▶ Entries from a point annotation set
-=-=-=-=-

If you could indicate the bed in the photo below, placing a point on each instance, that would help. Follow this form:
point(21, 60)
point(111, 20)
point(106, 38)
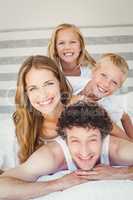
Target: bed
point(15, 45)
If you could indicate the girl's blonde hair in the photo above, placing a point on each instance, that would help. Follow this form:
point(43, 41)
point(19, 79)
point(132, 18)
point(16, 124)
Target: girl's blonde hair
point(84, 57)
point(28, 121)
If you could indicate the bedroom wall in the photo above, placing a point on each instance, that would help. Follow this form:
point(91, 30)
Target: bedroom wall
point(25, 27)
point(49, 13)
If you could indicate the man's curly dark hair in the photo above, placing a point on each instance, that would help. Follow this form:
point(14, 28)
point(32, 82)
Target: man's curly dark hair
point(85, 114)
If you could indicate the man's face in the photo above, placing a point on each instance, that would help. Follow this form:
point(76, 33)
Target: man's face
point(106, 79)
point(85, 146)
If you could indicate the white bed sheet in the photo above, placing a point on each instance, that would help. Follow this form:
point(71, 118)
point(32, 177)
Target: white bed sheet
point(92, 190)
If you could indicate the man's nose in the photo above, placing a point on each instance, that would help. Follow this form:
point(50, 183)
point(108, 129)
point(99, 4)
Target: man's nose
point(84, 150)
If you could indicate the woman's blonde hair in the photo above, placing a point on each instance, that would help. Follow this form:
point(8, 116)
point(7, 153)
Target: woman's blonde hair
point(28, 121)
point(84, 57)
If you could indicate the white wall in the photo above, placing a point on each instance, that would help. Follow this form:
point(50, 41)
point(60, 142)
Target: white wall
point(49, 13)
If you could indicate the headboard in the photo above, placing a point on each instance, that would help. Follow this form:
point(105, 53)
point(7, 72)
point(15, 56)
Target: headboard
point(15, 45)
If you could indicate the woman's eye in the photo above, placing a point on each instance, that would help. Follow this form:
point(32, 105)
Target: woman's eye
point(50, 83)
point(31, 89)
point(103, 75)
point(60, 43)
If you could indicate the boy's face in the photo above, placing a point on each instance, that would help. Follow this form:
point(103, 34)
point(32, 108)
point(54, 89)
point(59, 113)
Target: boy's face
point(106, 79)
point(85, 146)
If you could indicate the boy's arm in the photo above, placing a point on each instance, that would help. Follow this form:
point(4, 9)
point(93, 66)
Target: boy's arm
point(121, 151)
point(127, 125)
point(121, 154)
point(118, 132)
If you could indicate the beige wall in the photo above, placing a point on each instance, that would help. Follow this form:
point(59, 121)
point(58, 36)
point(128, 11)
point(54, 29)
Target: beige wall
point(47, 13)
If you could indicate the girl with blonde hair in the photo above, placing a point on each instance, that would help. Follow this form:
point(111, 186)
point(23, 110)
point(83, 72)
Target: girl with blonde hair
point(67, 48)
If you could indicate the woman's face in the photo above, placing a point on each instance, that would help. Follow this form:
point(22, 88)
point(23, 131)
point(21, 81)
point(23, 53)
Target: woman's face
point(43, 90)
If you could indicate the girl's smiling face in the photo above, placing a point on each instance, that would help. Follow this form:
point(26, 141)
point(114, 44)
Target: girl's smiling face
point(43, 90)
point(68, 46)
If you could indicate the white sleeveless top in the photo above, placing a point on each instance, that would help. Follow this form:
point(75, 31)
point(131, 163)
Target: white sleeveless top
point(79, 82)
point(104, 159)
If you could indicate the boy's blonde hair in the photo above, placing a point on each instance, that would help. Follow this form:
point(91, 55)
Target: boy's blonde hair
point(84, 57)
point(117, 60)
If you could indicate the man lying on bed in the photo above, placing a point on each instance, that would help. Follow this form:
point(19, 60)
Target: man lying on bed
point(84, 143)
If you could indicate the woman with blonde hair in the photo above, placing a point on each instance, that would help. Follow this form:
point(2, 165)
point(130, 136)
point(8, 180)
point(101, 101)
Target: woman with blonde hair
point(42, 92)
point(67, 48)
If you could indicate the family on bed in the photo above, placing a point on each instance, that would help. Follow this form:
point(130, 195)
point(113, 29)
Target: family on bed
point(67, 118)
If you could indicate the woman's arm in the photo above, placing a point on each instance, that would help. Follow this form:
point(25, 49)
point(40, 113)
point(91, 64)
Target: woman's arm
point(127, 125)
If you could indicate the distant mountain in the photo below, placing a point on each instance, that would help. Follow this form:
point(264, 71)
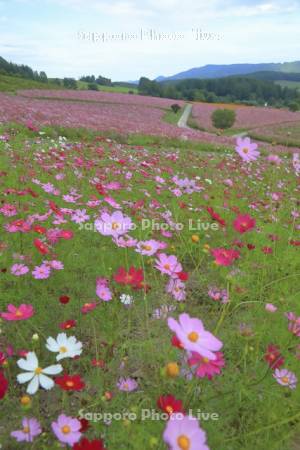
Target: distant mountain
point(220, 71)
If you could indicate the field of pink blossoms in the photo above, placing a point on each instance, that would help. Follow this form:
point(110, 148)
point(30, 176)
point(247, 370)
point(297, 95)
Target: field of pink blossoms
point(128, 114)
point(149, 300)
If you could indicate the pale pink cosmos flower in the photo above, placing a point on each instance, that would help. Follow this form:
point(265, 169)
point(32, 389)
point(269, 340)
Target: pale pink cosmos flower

-=-=-=-=-

▶ DO THIS
Return all of the items above word for word, leaving out the pictures.

▶ EXERCISE OUTPUT
If you could indicate the bed in the photo below, placing a point on each instance, that would help. Follow this form:
point(21, 60)
point(111, 20)
point(106, 38)
Target: bed
point(15, 45)
If you could indicate the girl's blonde hair in the photo above, placing a point on each instance, that would help. Follow this form:
point(43, 41)
point(19, 79)
point(132, 18)
point(16, 124)
Target: girl's blonde hair
point(84, 57)
point(28, 121)
If you could indicate the bedroom wall in the photo above, placing a point on each instance, that would help. Follow this form:
point(91, 30)
Target: bedroom wall
point(25, 27)
point(49, 13)
If you could indicate the man's curly dark hair in the photo above, placing a point on each instance, that would help. Follow this form:
point(14, 28)
point(32, 82)
Target: man's curly dark hair
point(85, 114)
If you could indicate the man's face in the photo above, placing a point on each instance, that would help. Follow this form:
point(76, 33)
Target: man's face
point(106, 79)
point(85, 146)
If you could indicate the white bed sheet in the photo above, placing a point on each instance, that would help. Follow this form:
point(71, 118)
point(32, 177)
Target: white bed sheet
point(92, 190)
If you could indicate the man's nose in the photo above, placing a point on each instance, that would help. Follow this form:
point(50, 183)
point(108, 129)
point(99, 4)
Target: man's nose
point(84, 150)
If you could indicate the woman's blonde hair in the photo above, placing a point on each instance, that would help. Follow this form:
point(8, 116)
point(7, 153)
Target: woman's blonde hair
point(28, 121)
point(84, 57)
If you could indicate the white wall in the photo above, placing a point on each instance, that would help. Follow this form:
point(50, 41)
point(60, 142)
Target: white wall
point(49, 13)
If you could indicate the headboard in the photo above, placing a point on each instance, that would help. Follow this form:
point(105, 53)
point(7, 72)
point(15, 56)
Target: headboard
point(15, 45)
If you could indicate the woman's eye in the photo above, placing a point on each instance, that would help. Follow this form:
point(32, 105)
Target: woman's eye
point(50, 83)
point(31, 89)
point(103, 75)
point(60, 43)
If you could indicate the boy's face in the photo above, placing a point on each instance, that would help. Follow this form:
point(103, 34)
point(32, 108)
point(54, 89)
point(59, 113)
Target: boy's face
point(106, 79)
point(85, 146)
If you could indicate the boy's arm in the photo above, placing a point on each instance, that would help. Follow this form:
point(4, 9)
point(93, 66)
Target: boy's arm
point(121, 151)
point(127, 125)
point(121, 154)
point(118, 132)
If you could indicate the beige wall in the photo above, placing a point on each instance, that would help. Follow this form:
point(59, 121)
point(58, 36)
point(128, 11)
point(54, 29)
Target: beige wall
point(47, 13)
If you could indicate the girl with blonde hair in the photo above, placing a point on each instance, that would help. Follow this form:
point(111, 186)
point(23, 110)
point(83, 72)
Target: girl with blonde hair
point(67, 48)
If you could indicate the woman's face in the photo above, placing a point on each instance, that would help. Follow this form:
point(22, 88)
point(23, 131)
point(21, 81)
point(23, 53)
Target: woman's face
point(43, 90)
If you could indicate the girl's smiling face in the photo above, placing a point on each instance, that would help. Follow this form:
point(26, 141)
point(114, 44)
Target: girl's smiling face
point(43, 90)
point(68, 46)
If you could indicate the white sleeveless top in the photo above, placing a point on each instance, that would help. Follow this form:
point(75, 31)
point(131, 163)
Target: white sleeveless top
point(79, 82)
point(104, 159)
If you could indicate the boy's blonde hair in the photo above, placing a point on each instance, that would help. Follow this form:
point(91, 55)
Target: boy's blonde hair
point(84, 57)
point(117, 60)
If you could indicate the man lying on bed in the photo above, placing a point on each instance, that would help. Follow this form:
point(19, 60)
Target: man lying on bed
point(84, 143)
If you could indicate the woman with blonde hair in the photo above, placing a point on each instance, that would help. Follow this form:
point(2, 165)
point(130, 136)
point(8, 180)
point(101, 101)
Target: woman with blonde hair
point(42, 92)
point(67, 48)
If you could indicate the family on bed in the photo above, placing a point on each instance, that would help. Follow this form:
point(130, 195)
point(113, 29)
Target: family on bed
point(67, 118)
If you could indicate the woman's arm in the photo above, placing a point on each instance, that would help. Follow this form:
point(25, 49)
point(40, 113)
point(91, 64)
Target: woman's arm
point(127, 125)
If you could indicate the distant mountain in the photo below, placing a point on each instance, that would help. Follow this form:
point(264, 71)
Target: distant mountain
point(220, 71)
If you could indicate the field of pink blossoms in the photo above, placing a point on each instance, that would help. Follow this form:
point(110, 148)
point(30, 176)
point(247, 370)
point(297, 95)
Target: field of pink blossoms
point(128, 114)
point(149, 300)
If you could indicate the pale pink cosmos flower in the photo above, placing a point on each instance, that would help. Follow this form:
point(265, 169)
point(32, 389)
point(269, 340)
Target: pale pink cosmos flower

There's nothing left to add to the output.